◆ **What to do**:
- a) Can you reproduce the passage on predicting circuit performance from scribe-line measurements word for word, from "In reality, many" up to and including "width are obtained."?
- b) Carry the passage on estimating circuit delay and leakage from scribe-line I-V and C-V measurements further, picking up right after its final sentence.

◆ **Text to read**:
———

Cho et. al. [9] measure electrical parameters from manufacturing in-line benchmark structures (MIBS) to train a neural network for product performance prediction. The method is made capable of targeting multiple critical paths and other specification constraints. Since the neural network is trained or fitted based on a set of training data and output performances, characteristics of target circuit are not modeled explicitly. This can lead to unpredictable errors when process variations are different from the chosen set of training data.

Alternatively, Liu et. al. [7] proposes a method to synthesize a representative critical path for post-silicon delay prediction. Although the synthesized critical path is designed to have maximum correlation to all critical paths, it may fail to match circuit performance variations. This happens whenever process variation is not evenly distributed as predicted but amplified by a particular process parameter.

In this work, we propose a design dependent approach of accurately estimating circuit performance and leakage power after the metal-1 stage of manufacturing. As opposed to adding new test structures, we try to leverage existing process monitoring I-V, C-V measurements which are very commonly used in modern silicon foundries. We derive the designspecific sensitivities of leakage power and delay of critical paths to changes in off current  $(I_{off})$  and effective drive current  $(I_{eff})$  [10]–[13] respectively. These sensitivities help in concisely modeling the behavior of the design to process variations, which can then be used by the foundry for delay and leakage power estimation. Our work is different from the ring oscillator guided performance measurements. Though ring oscillator guided testing strategies [6,19] are common, we have not seen any work dealing with designing scribeline ring oscillators which is design specific. Moreover, due to area constraints, only a small number of such ring oscillator based test structures can be embedded in the scribe-lines. In contrast, simple scribe-line based current and capacitance measurements are almost universally done and in this work, we attempt to use these measurements for delay prediction.

# A. Device I-V and C-V measurement

In this paper, we assume that device parameters are obtained from the compact scribe-line test structures (e.g. [3]). These test structures are design independent and placed in scribeline and capable of measuring individual device currents and capacitance. We assume that following parameters are measured from scribe-line test structures <sup>1</sup>:

In reality, many sources can alter measurement values. For example, random local (within-die) variation, voltage supply and temperature fluctuations, probe contact resistance, etc can induce uncertainties in measured values. To reduce the uncertainties, it is common to have multiple devices under test connected in parallel and carry out the measurement repeatedly. We assume every measurement is repeated  $N_e$ times and the scribe-line test structure has  $N_d$  devices connected in parallel. Thus, only the sum of device currents and capacitance of every chip are measured, i.e., the mean  $I_l, I_h, I_{off}$  and device capacitance per unit width are obtained.

———

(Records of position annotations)
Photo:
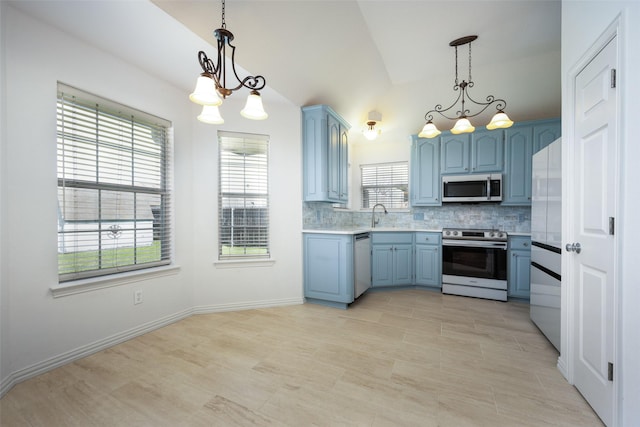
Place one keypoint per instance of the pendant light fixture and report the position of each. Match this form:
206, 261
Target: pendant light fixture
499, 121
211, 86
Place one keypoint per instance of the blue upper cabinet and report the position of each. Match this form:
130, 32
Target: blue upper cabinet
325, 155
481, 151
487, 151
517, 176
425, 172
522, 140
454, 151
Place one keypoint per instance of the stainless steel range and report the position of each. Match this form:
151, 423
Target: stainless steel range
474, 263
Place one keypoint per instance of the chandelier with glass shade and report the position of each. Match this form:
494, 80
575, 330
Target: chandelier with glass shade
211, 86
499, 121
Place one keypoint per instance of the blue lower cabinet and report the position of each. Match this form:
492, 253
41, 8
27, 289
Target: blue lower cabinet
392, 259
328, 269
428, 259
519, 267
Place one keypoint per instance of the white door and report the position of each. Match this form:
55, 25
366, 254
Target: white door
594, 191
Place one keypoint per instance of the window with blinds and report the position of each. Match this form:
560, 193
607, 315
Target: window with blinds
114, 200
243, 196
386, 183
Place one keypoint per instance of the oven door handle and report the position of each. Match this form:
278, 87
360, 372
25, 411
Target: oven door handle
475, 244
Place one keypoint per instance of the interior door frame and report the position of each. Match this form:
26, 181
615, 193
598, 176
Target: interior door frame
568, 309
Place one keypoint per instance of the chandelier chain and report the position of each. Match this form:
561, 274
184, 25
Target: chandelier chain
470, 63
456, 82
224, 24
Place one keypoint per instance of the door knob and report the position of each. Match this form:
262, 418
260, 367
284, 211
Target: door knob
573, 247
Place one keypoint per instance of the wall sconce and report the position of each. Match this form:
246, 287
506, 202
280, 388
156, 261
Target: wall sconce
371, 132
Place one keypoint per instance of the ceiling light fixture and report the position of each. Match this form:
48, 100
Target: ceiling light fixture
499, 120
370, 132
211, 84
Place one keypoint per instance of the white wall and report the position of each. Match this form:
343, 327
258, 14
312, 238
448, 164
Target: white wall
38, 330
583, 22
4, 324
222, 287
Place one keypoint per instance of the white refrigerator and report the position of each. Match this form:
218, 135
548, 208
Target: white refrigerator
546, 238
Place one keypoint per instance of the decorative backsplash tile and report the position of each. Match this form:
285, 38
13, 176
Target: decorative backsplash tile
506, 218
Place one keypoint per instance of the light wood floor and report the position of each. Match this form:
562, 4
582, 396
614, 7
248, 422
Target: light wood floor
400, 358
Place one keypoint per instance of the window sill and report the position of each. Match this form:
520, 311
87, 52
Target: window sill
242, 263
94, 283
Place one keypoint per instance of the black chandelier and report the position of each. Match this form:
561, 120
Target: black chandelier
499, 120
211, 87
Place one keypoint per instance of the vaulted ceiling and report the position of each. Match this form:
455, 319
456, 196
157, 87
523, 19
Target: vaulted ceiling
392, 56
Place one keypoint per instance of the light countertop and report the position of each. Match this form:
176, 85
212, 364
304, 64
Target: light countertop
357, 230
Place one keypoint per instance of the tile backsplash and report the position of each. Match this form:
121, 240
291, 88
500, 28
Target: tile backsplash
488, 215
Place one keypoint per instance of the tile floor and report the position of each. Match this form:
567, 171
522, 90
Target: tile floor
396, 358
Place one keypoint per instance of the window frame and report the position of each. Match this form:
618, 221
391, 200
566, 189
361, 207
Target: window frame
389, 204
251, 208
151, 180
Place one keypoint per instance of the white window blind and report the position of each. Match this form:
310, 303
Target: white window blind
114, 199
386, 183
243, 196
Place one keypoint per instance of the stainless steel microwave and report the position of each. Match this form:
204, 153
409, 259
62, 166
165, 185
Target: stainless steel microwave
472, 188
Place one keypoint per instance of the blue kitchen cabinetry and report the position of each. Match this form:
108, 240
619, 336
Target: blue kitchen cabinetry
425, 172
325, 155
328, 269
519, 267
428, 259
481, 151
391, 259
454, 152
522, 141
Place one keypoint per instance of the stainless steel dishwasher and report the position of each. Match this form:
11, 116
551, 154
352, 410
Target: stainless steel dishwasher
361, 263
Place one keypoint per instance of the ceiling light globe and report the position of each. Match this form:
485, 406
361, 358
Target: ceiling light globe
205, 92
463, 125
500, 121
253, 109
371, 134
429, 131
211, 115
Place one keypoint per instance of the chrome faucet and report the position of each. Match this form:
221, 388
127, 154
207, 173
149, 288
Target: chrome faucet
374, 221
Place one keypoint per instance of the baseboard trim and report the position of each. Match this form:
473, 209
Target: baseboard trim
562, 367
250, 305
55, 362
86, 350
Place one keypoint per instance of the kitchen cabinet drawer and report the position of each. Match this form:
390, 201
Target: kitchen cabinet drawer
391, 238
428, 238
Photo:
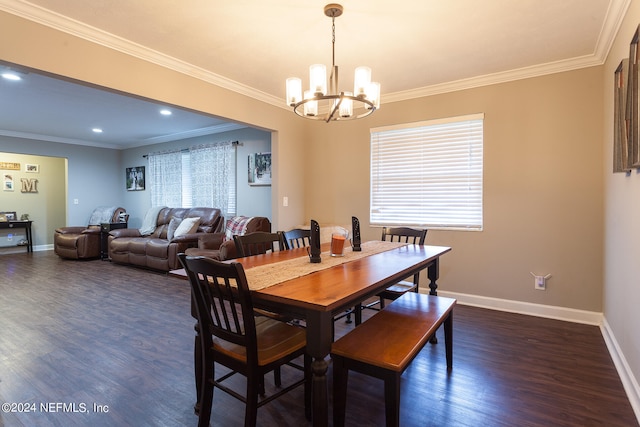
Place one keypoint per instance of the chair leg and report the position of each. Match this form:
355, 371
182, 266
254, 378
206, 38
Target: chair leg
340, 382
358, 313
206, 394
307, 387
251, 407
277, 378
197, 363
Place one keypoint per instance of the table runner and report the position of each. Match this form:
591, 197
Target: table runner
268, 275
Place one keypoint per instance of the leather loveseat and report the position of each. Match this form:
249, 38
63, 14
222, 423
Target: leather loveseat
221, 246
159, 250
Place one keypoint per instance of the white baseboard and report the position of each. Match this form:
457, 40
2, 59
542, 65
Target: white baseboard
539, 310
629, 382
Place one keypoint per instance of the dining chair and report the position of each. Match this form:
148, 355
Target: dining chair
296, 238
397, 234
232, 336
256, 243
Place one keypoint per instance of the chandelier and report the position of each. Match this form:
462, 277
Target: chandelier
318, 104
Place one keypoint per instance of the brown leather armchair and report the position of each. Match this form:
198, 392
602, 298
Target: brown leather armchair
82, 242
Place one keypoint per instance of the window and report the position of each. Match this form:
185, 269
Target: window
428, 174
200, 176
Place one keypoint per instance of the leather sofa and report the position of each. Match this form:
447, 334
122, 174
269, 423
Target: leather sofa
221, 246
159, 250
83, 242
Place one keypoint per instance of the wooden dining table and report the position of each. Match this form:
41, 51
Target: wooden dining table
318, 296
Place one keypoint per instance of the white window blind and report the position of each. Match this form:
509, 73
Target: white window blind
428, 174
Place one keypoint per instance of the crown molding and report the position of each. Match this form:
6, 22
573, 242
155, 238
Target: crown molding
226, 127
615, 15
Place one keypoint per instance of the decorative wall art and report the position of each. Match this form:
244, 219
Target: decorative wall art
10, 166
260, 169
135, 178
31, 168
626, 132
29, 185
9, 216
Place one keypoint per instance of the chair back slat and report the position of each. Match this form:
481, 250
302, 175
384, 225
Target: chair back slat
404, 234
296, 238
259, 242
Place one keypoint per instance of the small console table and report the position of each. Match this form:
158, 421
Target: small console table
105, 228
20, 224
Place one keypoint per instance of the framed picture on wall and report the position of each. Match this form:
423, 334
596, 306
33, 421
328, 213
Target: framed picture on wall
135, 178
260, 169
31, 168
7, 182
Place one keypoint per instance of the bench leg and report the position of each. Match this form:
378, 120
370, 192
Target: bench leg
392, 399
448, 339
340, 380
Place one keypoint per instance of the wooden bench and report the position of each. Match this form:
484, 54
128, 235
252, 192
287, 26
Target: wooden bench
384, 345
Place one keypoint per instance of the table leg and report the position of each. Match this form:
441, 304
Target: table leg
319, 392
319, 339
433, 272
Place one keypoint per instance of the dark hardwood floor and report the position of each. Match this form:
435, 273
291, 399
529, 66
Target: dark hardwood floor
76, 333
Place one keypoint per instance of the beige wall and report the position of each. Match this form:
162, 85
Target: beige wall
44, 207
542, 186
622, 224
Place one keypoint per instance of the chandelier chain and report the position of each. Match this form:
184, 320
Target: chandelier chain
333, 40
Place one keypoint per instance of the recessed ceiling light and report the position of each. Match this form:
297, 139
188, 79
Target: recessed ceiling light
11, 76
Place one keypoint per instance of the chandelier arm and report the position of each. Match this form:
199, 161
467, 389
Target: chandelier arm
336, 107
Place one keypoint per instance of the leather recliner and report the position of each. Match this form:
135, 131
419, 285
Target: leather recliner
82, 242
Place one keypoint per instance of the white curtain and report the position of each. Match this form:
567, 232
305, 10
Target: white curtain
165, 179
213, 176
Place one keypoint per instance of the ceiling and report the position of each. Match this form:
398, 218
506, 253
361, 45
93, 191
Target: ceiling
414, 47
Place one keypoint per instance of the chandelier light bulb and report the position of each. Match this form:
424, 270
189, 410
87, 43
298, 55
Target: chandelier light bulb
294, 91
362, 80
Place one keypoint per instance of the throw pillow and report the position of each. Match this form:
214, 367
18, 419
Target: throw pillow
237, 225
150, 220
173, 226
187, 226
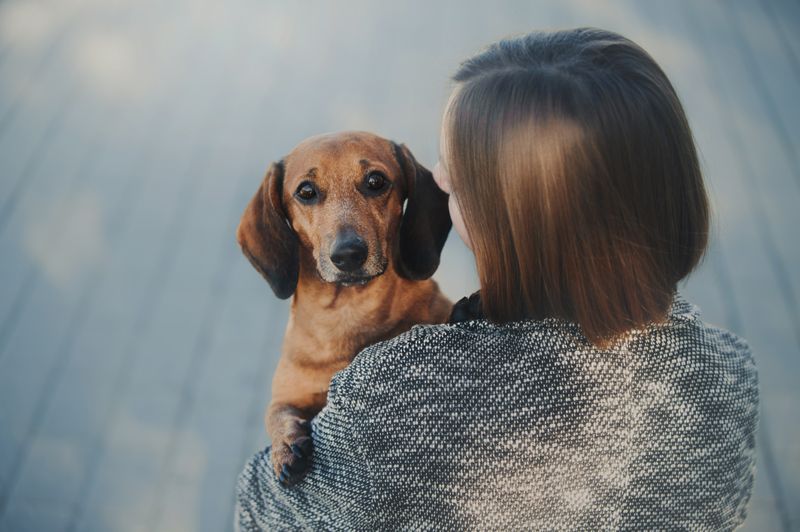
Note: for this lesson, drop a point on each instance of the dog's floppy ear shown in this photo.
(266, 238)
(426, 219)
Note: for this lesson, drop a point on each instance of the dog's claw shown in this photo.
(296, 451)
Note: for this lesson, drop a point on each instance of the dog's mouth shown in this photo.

———

◆ **Answers provided**:
- a)
In reality, many sources can alter measurement values. For example, random local (within-die) variation, voltage supply and temperature fluctuations, probe contact resistance, etc can induce uncertainties in measured values. To reduce the uncertainties, it is common to have multiple devices under test connected in parallel and carry out the measurement repeatedly. We assume every measurement is repeated  $N_e$ times and the scribe-line test structure has  $N_d$  devices connected in parallel. Thus, only the sum of device currents and capacitance of every chip are measured, i.e., the mean  $I_l, I_h, I_{off}$  and device capacitance per unit width are obtained.

- b)
There are various practical scenarios where the proposed methodology can prove beneficial. The computed design specific sensitivities can be used for process monitoring and optimization. As delay and leakage power estimation can be done after metal-1, it can also be used for wafer pruning. In this work, our contributions are the following:

- We propose a scribe-line based design dependent approach for circuit performance and leakage power estimation using  $I_{eff}$  and  $I_{off}$  and present methods for statistically incorporating within die variation and measurement noise effects.
- We show how the above information can be used to accurately identify bad wafers and help in wafer pruning and yield estimation.

The overview of our approach is depicted in Figure 1.



Fig. 1. Overview of proposed approach.

Rest of this paper is organized as follows. In section II, we discuss our  $I_{eff}$  current based path delay estimation model. In section III, we describe our  $I_{off}$  current based leakage power estimation model. In section IV, we describe how our analysis can be used for early wafer pruning. In section V, we present the results using our detailed wafer level simulation setup. We conclude in section VI.

# II. DELAY ESTIMATION USING $I_{eff}$

 $I_{eff}$  is the average current that charges or discharges a circuit node during a logic transition. The charging or discharging delay can be expressed as

$$delay \propto \frac{CV}{I_{eff}} , \ I_{eff} = \frac{I_h + I_l}{2}$$
 (1)

where C is the node capacitance that is being charged (or discharged), V is the voltage swing and  $I_{eff}$  is the effective drive current. While  $I_{eff}$  cannot be physically measured, several works propose approximations using device level I-V characteristics [11]–[13]. In this work, we use  $I_{eff}$  from [11], where  $I_h$  and  $I_l$  are defined in Section I-A. Though more complex models (e.g. [12]) can be used as well, our experiments indicate that (1) suffices for our device models and libraries.

#### A. Cell Delay Model

Using (1), we can express the propagation delay of a cell type (c) (for example, INV, NAND etc) as

$$d_{cell}(c) = \sum_{t \in T} \frac{K_{cell}(c, t)CV}{I_{eff}(t)}$$
(2)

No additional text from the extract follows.